━━━━━ Provided text

Whale Watching, Brier Island Nova Scotia

  How do you hunt for Whales when the Bay of Fundy is shrouded in fog?  We found out when we joined Mariner Cruises in Westport for the morning.











 The day began at 5AM for an hour and half drive, and two ferry crossings to Westport on Brier Island.  This island is located off the Digby Neck on the Bay of Fundy.  There was a warm wind blowing, enough to create a heat index warning for the region, and to maintain a solid fog bank over the cold waters of the bay.



Captain Chad, of the tour boat Chad and Sisters Two, navigated into the bay towards shallower shoals where whales prefer to feed.  The whales of the Bay of Fundy migrate here to feed for the summer, before returning to their breeding grounds in the Caribbean.  They spend May to November here eating a ton of food a day.  This is the only feeding they will do, until they return next year.  The shoals in the bay force the plankton and krill higher to the surface, concentrating them, making it easier for the whales to get bigger bites!

━━━━━━━━━━

- _Stated task_
Reproduce the part of the whale-watching text starting with "Captain Chad, of" and going on through "get bigger bites!". The entries that follow come from a separate source and have no connection to the whale-watching text.

━━━━━ Information shown

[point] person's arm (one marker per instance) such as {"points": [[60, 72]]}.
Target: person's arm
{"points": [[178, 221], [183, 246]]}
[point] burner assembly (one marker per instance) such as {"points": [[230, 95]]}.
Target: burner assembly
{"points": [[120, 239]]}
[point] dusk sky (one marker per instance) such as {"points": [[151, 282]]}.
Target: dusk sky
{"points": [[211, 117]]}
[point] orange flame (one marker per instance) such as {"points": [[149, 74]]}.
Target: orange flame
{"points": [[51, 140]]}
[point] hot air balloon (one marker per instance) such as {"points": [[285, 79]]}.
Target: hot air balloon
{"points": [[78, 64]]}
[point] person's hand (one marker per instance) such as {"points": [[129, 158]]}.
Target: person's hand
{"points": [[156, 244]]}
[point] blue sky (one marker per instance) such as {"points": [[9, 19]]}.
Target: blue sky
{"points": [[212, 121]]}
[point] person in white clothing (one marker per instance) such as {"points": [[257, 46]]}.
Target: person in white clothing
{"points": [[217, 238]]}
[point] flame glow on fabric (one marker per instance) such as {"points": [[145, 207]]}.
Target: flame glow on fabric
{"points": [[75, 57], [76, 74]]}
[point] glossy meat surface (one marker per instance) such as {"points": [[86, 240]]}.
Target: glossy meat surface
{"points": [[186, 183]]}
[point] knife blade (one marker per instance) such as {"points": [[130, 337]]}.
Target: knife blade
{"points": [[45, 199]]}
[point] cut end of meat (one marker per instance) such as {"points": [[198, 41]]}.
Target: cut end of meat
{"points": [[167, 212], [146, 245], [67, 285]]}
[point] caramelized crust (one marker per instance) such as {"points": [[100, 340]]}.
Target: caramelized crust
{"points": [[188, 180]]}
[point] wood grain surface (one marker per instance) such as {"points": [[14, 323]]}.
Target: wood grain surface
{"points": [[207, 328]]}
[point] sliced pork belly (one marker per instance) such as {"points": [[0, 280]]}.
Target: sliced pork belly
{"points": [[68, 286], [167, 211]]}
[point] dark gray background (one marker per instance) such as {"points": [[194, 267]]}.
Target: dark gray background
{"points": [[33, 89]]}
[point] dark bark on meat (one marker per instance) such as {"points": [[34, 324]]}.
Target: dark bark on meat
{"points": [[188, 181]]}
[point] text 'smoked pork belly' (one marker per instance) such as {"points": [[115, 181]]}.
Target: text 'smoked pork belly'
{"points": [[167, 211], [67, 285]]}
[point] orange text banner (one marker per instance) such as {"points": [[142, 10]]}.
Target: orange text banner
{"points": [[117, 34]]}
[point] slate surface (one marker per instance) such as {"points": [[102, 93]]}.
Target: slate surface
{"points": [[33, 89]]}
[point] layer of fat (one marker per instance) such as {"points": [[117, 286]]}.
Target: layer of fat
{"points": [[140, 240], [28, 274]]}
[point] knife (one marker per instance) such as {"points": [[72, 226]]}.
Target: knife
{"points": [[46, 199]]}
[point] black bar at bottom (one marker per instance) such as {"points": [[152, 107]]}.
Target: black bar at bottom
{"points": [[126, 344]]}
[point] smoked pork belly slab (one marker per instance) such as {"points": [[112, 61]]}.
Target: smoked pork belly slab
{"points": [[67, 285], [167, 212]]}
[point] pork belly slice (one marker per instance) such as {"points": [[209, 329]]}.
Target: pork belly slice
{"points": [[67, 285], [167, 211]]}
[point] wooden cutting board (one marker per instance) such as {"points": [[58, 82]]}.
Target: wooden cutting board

━━━━━━━━━━

- _Worked answer_
Captain Chad, of the tour boat Chad and Sisters Two, navigated into the bay towards shallower shoals where whales prefer to feed.  The whales of the Bay of Fundy migrate here to feed for the summer, before returning to their breeding grounds in the Caribbean.  They spend May to November here eating a ton of food a day.  This is the only feeding they will do, until they return next year.  The shoals in the bay force the plankton and krill higher to the surface, concentrating them, making it easier for the whales to get bigger bites!